Write out the records below word for word, beginning at the line that contains "segment side mirror" and stopping after the line that contains "[[337,170],[330,171],[330,177],[340,177],[339,171]]".

EXTRACTED ENTRIES
*****

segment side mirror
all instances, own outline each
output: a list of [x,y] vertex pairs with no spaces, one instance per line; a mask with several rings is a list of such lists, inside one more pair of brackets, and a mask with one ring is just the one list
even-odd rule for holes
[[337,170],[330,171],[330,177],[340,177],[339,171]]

*****

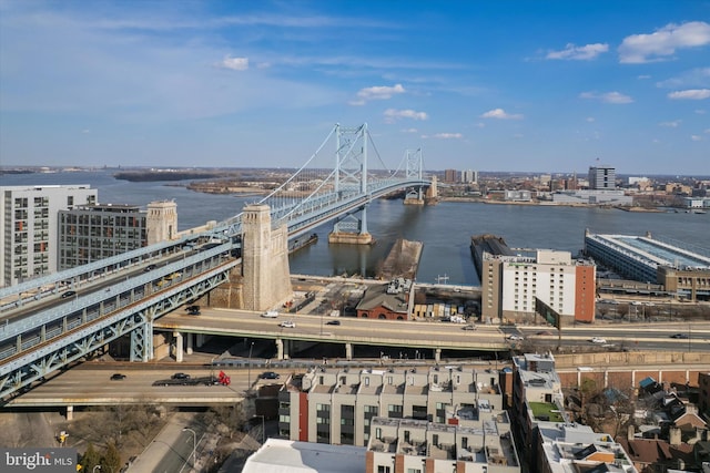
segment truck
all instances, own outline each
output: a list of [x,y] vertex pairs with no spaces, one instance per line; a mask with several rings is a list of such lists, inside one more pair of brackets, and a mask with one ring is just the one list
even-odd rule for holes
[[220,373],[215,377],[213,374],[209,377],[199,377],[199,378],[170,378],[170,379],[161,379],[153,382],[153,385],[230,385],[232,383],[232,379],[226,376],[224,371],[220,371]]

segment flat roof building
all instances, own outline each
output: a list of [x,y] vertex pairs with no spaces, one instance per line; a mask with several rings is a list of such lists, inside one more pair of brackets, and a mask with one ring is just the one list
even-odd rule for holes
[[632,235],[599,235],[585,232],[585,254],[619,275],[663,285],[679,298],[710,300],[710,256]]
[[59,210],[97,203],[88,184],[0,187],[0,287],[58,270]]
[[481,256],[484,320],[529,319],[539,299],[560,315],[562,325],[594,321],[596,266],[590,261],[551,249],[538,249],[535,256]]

*****

CORRECT ANSWER
segment side mirror
all instances, own outline each
output: a list of [x,y] vertex pairs with no spaces, one instance per line; a mask with several rings is a list of such lists, inside one more pair of brackets, and a mask with one ring is just the one list
even-odd rule for holes
[[337,170],[330,171],[330,177],[340,177],[339,171]]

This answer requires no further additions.